→ **Task statement**
The answer must be the full listing, reproduced word for word.

Supplied material section start

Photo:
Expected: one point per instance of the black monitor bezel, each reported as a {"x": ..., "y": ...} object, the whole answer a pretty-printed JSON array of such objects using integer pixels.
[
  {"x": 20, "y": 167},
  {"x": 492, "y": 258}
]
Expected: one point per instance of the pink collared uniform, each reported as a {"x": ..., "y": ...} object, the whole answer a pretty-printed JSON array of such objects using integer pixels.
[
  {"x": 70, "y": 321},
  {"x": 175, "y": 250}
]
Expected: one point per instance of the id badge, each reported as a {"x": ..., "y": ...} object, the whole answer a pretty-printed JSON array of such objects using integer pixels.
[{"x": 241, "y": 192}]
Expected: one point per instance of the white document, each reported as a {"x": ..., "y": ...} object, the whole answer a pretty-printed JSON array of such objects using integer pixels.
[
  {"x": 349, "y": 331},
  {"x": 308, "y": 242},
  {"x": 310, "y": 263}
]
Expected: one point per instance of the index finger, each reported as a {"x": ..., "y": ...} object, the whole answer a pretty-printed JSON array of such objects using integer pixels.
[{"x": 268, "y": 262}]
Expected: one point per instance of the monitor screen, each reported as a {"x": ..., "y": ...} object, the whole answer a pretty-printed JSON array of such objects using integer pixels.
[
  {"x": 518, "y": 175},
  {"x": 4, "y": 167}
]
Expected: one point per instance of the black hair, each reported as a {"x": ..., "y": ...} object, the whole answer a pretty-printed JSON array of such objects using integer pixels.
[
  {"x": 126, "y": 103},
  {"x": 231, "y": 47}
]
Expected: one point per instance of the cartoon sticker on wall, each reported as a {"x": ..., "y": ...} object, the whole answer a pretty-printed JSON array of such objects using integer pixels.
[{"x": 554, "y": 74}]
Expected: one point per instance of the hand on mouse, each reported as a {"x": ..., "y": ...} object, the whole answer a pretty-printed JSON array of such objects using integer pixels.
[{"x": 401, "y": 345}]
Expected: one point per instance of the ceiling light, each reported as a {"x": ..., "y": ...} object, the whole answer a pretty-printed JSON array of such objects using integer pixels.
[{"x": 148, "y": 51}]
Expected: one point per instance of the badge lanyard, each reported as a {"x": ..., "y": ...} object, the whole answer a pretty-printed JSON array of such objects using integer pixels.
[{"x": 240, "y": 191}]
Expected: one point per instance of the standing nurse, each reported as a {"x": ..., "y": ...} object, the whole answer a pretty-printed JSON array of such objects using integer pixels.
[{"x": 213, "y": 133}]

Supplied material section end

→ **Answer area**
Photo:
Expected: one point per instance of the black monitor bezel, each reported as a {"x": ..., "y": ...} object, the whole answer a pretty-printed JSON array of such objects using integer pixels.
[
  {"x": 20, "y": 167},
  {"x": 492, "y": 258}
]
Expected: one point per instance of the pink collared uniform, each reported as a {"x": ..., "y": ...} object, the whole answer a pretty-printed JSON array of such objects using integer pixels.
[
  {"x": 70, "y": 321},
  {"x": 175, "y": 250}
]
Expected: one point per instance of the id badge, each reported as a {"x": ..., "y": ...} object, the whole answer a pretty-printed JSON array of such objects using integer pixels.
[{"x": 241, "y": 192}]
Expected: one point per instance of the white document, each reported as a {"x": ..., "y": ...} object, the whole answer a pretty-printed JSON array of such objects using integer pixels.
[
  {"x": 349, "y": 331},
  {"x": 308, "y": 242},
  {"x": 310, "y": 263}
]
Expected: one point per instance of the index finger, each reported as a {"x": ..., "y": ...} object, the whole answer a pretty-printed JSON array of such objects using integer pixels.
[{"x": 268, "y": 262}]
Expected: one point per instance of the monitor screen, each reported as a {"x": ..., "y": ...} object, the whole answer a pretty-printed JSON array of such objects using integer pixels.
[
  {"x": 518, "y": 175},
  {"x": 4, "y": 167}
]
Expected: one point per instance of the black hair, each reported as a {"x": ..., "y": ...} object, the whole answer a pretty-printed JSON array of such objects using integer pixels.
[
  {"x": 126, "y": 103},
  {"x": 231, "y": 47}
]
Expected: one point per instance of the cartoon sticker on wall, each reported as a {"x": ..., "y": ...} object, the whole answer a pretty-printed JSON array of such objects using integer pixels.
[{"x": 554, "y": 74}]
Expected: one point per instance of the hand on mouse, each reported as a {"x": ..., "y": ...} object, the whole answer a pretty-printed JSON array of such objects using integer pixels.
[{"x": 401, "y": 345}]
Expected: one point per instance of the ceiling light, each reported as a {"x": ..., "y": ...} object, the whole answer a pretty-printed JSON array of such objects using integer pixels.
[{"x": 148, "y": 51}]
Expected: one point per instance of the badge lanyard, each reported as a {"x": ..., "y": ...} object, the whole answer a pretty-printed JSON array of such objects using integer pixels.
[{"x": 240, "y": 191}]
Expected: one point per instance of the standing nurse, each reported as a {"x": ..., "y": ...} object, the whole answer a pretty-printed JSON array of such objects using integer pixels.
[{"x": 213, "y": 133}]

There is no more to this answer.